Problem requirements:
Reproduce verbatim the part of the listing below that opens with the line containing "the beige tile" and closes with the line containing "[[369, 45]]", including both of those lines.

• • • • • • •

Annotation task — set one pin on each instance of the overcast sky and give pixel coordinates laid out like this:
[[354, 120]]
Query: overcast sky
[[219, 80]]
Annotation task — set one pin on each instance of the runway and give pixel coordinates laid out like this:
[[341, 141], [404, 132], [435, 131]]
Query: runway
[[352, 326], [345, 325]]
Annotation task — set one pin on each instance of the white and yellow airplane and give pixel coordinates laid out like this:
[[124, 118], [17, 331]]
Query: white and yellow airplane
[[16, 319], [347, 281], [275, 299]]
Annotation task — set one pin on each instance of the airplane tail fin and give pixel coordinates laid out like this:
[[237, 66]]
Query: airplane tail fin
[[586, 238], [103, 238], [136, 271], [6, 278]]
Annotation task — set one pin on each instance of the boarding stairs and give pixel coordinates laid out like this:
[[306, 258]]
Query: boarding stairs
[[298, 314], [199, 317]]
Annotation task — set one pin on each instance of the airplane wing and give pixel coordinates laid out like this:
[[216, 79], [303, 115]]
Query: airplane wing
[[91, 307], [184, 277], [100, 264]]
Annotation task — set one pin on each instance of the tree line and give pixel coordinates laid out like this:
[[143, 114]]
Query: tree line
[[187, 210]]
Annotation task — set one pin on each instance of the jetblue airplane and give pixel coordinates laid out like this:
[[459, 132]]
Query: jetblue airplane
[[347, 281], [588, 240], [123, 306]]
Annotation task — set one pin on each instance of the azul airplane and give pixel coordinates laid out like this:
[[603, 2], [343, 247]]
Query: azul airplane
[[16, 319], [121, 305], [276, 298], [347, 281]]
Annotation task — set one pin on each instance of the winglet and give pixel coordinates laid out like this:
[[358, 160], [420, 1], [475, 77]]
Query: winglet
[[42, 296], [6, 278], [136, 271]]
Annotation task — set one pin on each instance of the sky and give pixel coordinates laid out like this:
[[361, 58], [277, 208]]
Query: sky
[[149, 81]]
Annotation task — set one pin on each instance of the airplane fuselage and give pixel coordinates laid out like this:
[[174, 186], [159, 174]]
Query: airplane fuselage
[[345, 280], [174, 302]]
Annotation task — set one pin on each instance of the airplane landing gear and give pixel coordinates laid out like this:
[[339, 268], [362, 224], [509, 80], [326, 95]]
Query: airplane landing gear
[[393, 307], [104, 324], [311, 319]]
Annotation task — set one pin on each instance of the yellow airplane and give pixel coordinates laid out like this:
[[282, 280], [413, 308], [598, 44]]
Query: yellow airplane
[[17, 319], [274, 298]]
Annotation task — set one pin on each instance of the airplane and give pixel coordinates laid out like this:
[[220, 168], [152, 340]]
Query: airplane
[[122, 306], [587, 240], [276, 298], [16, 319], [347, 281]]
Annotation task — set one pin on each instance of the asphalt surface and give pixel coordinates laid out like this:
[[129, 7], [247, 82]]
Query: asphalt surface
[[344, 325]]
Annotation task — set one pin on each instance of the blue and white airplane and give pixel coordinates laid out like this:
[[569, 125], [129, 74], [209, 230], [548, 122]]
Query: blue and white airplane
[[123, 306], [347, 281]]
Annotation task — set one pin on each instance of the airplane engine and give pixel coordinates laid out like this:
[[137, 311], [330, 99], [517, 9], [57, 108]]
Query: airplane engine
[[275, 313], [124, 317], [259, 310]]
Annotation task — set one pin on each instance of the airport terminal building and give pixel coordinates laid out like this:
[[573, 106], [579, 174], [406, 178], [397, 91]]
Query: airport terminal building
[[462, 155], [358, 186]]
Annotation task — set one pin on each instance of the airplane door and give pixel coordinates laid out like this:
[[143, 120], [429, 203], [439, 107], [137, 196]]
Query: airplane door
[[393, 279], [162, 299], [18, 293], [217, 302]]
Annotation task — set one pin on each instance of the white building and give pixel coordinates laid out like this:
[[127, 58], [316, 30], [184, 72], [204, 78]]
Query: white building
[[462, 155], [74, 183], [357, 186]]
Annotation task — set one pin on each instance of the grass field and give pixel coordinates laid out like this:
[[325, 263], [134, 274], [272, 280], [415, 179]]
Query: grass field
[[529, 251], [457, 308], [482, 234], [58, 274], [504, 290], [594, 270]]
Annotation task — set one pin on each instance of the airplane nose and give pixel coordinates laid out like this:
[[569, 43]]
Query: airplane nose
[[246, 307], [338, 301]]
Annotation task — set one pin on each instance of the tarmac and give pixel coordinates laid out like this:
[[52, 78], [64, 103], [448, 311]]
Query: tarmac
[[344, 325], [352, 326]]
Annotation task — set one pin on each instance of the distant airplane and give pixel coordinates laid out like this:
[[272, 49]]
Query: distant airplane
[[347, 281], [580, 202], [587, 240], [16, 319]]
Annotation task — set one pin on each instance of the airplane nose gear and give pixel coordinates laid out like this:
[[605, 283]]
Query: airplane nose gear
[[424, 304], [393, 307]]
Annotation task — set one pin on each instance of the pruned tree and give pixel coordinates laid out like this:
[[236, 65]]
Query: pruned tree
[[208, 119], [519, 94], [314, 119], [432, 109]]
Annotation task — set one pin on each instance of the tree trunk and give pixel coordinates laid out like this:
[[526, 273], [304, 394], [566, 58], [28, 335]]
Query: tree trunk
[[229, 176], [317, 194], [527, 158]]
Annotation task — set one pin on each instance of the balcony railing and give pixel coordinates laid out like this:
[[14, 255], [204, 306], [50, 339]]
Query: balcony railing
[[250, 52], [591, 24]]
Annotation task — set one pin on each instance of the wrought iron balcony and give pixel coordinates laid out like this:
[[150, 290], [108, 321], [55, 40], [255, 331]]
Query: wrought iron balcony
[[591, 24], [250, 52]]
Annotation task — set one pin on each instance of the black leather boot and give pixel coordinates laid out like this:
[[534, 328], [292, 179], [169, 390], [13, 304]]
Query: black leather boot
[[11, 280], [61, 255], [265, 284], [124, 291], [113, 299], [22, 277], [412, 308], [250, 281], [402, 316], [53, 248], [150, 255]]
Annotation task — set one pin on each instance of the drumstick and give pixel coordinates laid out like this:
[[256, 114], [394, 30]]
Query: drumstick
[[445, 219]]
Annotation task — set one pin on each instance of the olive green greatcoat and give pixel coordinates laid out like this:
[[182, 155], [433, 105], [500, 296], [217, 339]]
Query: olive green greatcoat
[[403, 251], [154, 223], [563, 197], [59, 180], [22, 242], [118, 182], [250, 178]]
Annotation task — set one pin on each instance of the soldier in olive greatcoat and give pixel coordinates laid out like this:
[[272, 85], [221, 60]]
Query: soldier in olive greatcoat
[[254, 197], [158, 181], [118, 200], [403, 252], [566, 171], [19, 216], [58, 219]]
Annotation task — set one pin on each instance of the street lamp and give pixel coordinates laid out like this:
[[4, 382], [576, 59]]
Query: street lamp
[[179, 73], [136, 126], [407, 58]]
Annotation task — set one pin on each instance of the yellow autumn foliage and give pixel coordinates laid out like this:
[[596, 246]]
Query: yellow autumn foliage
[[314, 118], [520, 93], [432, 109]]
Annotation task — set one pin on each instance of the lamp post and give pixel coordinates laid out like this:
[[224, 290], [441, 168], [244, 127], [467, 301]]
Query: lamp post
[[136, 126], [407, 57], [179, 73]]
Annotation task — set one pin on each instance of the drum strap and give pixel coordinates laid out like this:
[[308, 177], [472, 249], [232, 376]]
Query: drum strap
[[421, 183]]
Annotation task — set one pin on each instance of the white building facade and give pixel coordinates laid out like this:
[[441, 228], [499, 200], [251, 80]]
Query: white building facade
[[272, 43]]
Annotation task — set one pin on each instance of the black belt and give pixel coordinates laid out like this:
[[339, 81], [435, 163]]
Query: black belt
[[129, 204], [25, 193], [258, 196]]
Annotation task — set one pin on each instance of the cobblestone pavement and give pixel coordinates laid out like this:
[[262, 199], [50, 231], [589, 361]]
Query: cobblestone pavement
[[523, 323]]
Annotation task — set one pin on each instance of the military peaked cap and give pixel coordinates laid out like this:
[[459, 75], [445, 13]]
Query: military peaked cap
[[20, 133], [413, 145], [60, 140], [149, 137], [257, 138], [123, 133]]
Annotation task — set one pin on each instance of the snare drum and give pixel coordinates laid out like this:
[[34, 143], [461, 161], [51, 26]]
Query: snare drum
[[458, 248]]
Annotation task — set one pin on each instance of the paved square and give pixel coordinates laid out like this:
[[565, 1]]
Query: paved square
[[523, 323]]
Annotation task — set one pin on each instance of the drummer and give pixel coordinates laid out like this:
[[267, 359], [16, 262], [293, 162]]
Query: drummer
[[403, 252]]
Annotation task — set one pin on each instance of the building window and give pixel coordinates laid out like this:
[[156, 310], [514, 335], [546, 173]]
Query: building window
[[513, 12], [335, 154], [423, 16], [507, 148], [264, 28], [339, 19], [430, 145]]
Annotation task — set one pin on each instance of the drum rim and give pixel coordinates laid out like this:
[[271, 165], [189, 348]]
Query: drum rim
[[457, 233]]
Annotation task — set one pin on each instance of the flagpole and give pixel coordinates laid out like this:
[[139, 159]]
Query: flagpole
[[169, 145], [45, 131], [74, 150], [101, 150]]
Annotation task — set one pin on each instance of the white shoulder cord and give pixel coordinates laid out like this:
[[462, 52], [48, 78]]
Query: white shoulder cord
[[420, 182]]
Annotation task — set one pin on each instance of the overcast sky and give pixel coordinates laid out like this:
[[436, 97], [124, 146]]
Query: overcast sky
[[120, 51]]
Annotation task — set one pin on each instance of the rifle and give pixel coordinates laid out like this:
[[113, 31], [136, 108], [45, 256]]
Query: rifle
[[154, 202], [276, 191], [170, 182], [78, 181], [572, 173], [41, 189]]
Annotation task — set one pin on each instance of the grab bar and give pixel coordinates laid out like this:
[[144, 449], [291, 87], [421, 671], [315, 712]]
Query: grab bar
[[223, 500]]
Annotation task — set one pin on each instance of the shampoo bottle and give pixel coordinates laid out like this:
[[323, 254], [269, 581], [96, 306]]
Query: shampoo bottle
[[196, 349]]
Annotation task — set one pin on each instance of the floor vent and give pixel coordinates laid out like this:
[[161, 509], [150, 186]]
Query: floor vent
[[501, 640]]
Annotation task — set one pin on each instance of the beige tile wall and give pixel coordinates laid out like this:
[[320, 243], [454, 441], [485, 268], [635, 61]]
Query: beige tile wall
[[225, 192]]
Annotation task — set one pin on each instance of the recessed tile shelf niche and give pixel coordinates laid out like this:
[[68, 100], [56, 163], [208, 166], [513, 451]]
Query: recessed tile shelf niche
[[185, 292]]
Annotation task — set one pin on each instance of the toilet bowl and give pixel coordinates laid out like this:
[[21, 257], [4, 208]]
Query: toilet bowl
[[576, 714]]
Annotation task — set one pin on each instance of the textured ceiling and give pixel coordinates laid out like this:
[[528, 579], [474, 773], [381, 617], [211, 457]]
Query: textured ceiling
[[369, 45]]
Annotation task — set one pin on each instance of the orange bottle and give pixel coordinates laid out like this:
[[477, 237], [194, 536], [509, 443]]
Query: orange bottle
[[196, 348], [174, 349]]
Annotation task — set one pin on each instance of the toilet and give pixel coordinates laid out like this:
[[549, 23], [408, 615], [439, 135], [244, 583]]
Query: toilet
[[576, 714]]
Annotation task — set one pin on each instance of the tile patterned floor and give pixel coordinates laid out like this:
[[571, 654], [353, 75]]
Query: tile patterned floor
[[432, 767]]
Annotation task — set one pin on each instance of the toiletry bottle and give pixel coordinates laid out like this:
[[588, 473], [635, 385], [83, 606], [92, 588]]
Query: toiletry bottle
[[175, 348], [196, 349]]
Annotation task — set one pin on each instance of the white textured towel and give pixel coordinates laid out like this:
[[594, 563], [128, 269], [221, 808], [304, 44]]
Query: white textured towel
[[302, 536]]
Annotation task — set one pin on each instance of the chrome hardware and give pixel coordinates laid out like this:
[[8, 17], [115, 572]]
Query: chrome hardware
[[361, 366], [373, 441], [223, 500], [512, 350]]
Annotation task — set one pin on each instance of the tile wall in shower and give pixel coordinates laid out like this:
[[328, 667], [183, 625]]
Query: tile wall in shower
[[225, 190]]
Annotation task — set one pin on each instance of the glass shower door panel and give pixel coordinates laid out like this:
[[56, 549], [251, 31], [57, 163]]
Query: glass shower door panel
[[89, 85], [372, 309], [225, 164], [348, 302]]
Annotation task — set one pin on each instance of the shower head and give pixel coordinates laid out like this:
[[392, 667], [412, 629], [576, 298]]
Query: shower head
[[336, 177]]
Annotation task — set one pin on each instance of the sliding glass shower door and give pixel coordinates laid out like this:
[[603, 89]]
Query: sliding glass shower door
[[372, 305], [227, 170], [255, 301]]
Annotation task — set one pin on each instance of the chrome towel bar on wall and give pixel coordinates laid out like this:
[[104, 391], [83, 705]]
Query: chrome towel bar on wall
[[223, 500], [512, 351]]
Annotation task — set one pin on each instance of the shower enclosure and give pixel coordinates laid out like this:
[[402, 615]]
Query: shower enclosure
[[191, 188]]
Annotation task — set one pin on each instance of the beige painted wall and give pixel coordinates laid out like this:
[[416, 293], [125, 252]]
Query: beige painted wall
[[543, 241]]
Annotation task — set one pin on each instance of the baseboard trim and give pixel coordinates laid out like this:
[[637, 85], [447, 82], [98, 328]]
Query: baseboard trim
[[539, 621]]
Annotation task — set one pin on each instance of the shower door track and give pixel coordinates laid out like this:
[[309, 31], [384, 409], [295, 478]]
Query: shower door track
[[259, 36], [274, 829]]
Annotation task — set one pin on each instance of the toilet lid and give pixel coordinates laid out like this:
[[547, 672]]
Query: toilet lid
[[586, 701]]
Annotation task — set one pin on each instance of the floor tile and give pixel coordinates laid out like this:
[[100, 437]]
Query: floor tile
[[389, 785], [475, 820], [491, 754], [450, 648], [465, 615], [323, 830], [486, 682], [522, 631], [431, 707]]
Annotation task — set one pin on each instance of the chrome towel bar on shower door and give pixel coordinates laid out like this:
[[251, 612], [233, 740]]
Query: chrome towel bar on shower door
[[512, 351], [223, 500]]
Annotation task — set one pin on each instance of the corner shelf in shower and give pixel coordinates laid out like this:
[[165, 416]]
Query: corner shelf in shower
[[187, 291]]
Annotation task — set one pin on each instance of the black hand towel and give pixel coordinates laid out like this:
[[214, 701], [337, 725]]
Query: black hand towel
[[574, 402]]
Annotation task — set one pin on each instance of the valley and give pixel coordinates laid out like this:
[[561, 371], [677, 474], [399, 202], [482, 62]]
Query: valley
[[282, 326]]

• • • • • • •

Full answer:
Annotation task — set one pin on each instance of the beige tile wall and give pixel coordinates laid out like this:
[[320, 243], [454, 441], [485, 268], [635, 61]]
Query: beige tile wall
[[225, 192]]
Annotation task — set one pin on each instance of the recessed tile shelf niche and give pixel coordinates laid out like this:
[[68, 100], [56, 163], [208, 166], [513, 451]]
Query: recessed tile shelf niche
[[185, 292]]
Annotation task — set one pin on each instance of the toilet bowl and give pixel coordinates laid out like this:
[[21, 257], [4, 208]]
Query: toilet bowl
[[576, 714]]
Annotation task — set one pin on each instance of the textured ceiling and give pixel coordinates laid out like this:
[[528, 579], [474, 773], [381, 617], [211, 457]]
Query: textured ceiling
[[369, 45]]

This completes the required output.